Objectifs:
#1 Recopiez mot pour mot, dans le billet sur Staying Alive, tout ce qui va de « Tony, ex-vedette des » jusqu'à « de partir ... ».
#2 Prolongez le billet sur Staying Alive au-delà de sa dernière phrase.

═══ Page ═══

Staying alive ou le mâle réinventé

Blog Anne Dargenton
 
Il faut voir ou revoir Staying Alive - ce film qui n'est pas du niveau de Saturday Night Fever (notamment du fait de la faiblesse de sa bande-son mais si on aime John Travolta, comme moi, cela ne compte pas) - parce qu'il montre comment les hommes pouvaient se frayer un chemin au Pays des Femmes fortes en ce début des années 80. Peu de films, à mon sens, interrogent cette montée en puissance féminine qui prendra vite fin avec les années 90.

Rester vivant
Sylvester Stallone est le réalisateur de Staying Alive, sorti en 1983, film avec lequel il poursuit un questionnement sur la virilité. En effet, dans Rocky dont il est le scénariste et interprète, le héros instrospectif, Rocky Balboa, se présente comme un loser,  un fragile fort en muscles, loin de courir après les sex-symbols. Dans la continuité de Saturday Night Fever, Sylvester Stallone explore la figure du masculin dans Staying Alive, l'enjeu étant bien pour le Mâle de rester vivant...

Le film retrace le parcours de Tony, jeune homme d'origine italienne (tout comme Sylvester Stallone) qui tente de percer à Broadway. Il est à Manhattan. Il travaille d'arrache-pied pour devenir danseur professionnel et gagne sa vie en donnant des cours tout en travaillant comme serveur. C'est la fin des années 70, la libération sexuelle est actée. Il n'y a plus d'entrave morale à une sexualité débridée et le mariage n'est plus d'actualité.
Tony, ex-vedette des dancefloors, continue à se comporter en mâle dominant. Il a une petite amie mais ne se prive pas d'aller voir ailleurs, tout en étant très jaloux des velléités de flirt celle-ci (notamment avec le propre frère de Stallone).

Des femmes dominantes
Il croise le chemin d'une danseuse renommée, vedette d'un show. Admiratif de son talent et de sa beauté,  il se lance dans une drague à l'ancienne. Il finit par être intime avec elle, mais, au beau milieu de la nuit, celle-ci le jette comme un kleenex, lui demandant de partir ...

═══ Entrées présentées ═══

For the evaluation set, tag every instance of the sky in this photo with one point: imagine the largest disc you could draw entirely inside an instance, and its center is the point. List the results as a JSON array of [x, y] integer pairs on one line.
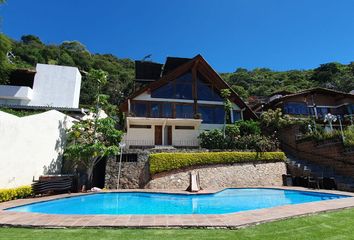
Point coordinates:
[[276, 34]]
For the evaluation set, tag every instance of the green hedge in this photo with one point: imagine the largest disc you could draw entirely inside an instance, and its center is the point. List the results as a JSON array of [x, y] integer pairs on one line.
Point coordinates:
[[162, 162], [15, 193]]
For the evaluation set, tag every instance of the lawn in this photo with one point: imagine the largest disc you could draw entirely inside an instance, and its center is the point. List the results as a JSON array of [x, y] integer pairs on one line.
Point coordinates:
[[335, 225]]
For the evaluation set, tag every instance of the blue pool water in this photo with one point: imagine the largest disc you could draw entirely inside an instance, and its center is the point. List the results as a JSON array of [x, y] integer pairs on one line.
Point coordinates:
[[226, 201]]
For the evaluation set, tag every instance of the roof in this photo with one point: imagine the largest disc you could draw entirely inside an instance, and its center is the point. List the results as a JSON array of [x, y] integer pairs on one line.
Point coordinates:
[[25, 107], [203, 67], [147, 70], [313, 91], [172, 63]]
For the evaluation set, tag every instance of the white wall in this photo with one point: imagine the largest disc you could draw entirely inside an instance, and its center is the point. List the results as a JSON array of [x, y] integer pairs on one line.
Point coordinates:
[[56, 86], [30, 146]]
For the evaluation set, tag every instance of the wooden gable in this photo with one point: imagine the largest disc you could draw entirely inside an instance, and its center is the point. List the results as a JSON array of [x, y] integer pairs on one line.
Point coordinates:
[[195, 65]]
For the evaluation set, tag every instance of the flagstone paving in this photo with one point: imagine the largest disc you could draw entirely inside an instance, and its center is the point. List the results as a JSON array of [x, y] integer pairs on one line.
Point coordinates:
[[231, 220]]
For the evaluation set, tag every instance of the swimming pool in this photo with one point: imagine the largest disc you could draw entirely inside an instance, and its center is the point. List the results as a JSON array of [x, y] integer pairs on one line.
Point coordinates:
[[227, 201]]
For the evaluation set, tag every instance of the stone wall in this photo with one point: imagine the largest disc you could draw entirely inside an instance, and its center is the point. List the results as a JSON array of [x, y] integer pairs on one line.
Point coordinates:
[[224, 176], [330, 153], [137, 175]]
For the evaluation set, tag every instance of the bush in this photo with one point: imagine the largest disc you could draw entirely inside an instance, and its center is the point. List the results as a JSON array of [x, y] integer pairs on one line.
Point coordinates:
[[257, 143], [15, 193], [233, 140], [163, 162], [249, 127], [349, 137]]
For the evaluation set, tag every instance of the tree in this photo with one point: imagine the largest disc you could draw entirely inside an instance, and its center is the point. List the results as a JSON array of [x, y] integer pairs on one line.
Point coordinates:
[[5, 66], [225, 94], [92, 139]]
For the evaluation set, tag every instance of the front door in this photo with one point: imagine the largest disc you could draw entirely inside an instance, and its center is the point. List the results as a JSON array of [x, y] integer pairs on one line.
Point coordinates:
[[169, 135], [158, 135]]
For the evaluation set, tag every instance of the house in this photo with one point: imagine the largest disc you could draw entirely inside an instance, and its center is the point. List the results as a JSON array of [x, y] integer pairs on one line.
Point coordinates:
[[48, 86], [176, 101], [315, 102]]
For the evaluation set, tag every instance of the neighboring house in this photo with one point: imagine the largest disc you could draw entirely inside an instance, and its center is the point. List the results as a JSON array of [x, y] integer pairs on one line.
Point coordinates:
[[48, 86], [176, 102], [316, 102]]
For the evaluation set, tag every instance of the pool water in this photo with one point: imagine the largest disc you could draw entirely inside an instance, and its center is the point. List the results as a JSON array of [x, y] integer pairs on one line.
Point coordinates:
[[227, 201]]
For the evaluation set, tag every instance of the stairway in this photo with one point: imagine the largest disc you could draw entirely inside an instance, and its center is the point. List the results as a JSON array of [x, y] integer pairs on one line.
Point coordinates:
[[299, 167]]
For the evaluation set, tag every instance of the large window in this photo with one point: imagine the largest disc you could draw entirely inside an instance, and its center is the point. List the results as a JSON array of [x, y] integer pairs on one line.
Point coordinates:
[[181, 88], [212, 114], [205, 90], [236, 115], [166, 91], [184, 111], [155, 110], [167, 110], [139, 109], [296, 108]]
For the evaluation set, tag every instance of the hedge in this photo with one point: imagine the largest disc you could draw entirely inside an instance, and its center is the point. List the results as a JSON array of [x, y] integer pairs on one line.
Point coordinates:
[[15, 193], [163, 162]]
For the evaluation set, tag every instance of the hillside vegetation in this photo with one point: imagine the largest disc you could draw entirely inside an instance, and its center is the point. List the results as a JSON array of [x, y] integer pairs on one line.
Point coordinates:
[[260, 81]]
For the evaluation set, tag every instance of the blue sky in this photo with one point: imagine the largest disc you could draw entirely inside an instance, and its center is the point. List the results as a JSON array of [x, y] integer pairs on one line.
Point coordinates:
[[278, 34]]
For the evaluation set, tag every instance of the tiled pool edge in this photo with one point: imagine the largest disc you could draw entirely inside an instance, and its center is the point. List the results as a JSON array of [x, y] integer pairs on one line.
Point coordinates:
[[232, 220]]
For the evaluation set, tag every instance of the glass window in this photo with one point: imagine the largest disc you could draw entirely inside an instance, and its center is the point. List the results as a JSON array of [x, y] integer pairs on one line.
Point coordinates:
[[207, 114], [219, 115], [212, 114], [322, 111], [184, 91], [185, 78], [166, 91], [181, 88], [296, 108], [184, 111], [351, 109], [140, 109], [236, 115], [155, 110], [167, 110]]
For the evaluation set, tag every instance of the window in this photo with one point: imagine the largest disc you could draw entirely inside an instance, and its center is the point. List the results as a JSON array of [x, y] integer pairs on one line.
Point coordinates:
[[212, 114], [184, 111], [296, 108], [236, 115], [351, 109], [166, 91], [139, 109], [139, 126], [167, 110], [205, 90], [181, 88], [129, 157], [155, 110], [184, 127]]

═══

Réponses aux consignes:
#1
Tony, ex-vedette des dancefloors, continue à se comporter en mâle dominant. Il a une petite amie mais ne se prive pas d'aller voir ailleurs, tout en étant très jaloux des velléités de flirt celle-ci (notamment avec le propre frère de Stallone).

Des femmes dominantes
Il croise le chemin d'une danseuse renommée, vedette d'un show. Admiratif de son talent et de sa beauté,  il se lance dans une drague à l'ancienne. Il finit par être intime avec elle, mais, au beau milieu de la nuit, celle-ci le jette comme un kleenex, lui demandant de partir ...

#2
Le réalisateur nous montre que la drague, ce n'est plus pareil. Les filles ne sont plus sensibles à la tchatche, aux blagues pourries, aux approches en mode "je suis le plus fort" auxquelles, auparavant, elles acquiesçaient avec le sourire. Elles vous prennent de haut. La romance est morte. Tu couches avec elles, et puis après, elles passent à autre chose.
Saturday Night Fever c'était achevé avec la poursuite d'une fille très classe à Manhattan. Dans
Staying Alive, on aurait pu penser que cette belle danseuse serait devenue la nouvelle Princesse Charmante du film, mais elle n'en a rien à cirer de Tony, lui préférant sa carrière de star.

Des femmes sexuellement agressives
Dans le bar où il travaille, le héros est abordé par deux clientes, l'une d'elles lui lance, libidineuse : "J'adore comment tu bouges ton cul." Tony est mal à l'aise : d'habitude, c'est lui qui fait ce type de remarque. Les deux femmes lui proposent un plan à trois. Une proposition qui semble l'achever. Il explique que cela ne le branche pas plus que ça de devoir jouer les étalons sans faille (Stallone signifie "étalon" en italien). C'est la nouvelle donne des relations amoureuses : une prédation sexuelle féminine qui laisse les hommes pantois, angoissés d'être choisis uniquement pour leurs performances sexuelles. Une réminiscence de certains mythes de femmes au sexe denté...
Rien à voir avec Saturday Night Fever où Tony arrivait conquérant sur la piste de danse sous les regards des filles médusées par sa démarche mais qui jamais n'auraient osé l'aborder, attendant sagement d'être choisie par lui.

La danseuse, en femme influente, lui permet de passer une audition dans le spectacle où elle tient la vedette. Les rôles sont inversés : les hommes dépendent de la décision d'une femme de pouvoir pour avancer dans leur carrière.
Mais Tony
arrive à évincer le rôle-titre masculin et prend sa place pour partager la tête d'affiche avec la fille.

Les femmes-refuge
Comprenant que son affection n'est pas partagée par la danseuse-vedette, Tony préfère retrouver sa gentille
copine mais, celle-ci, échaudée par ses infidélités, l'envoie paître.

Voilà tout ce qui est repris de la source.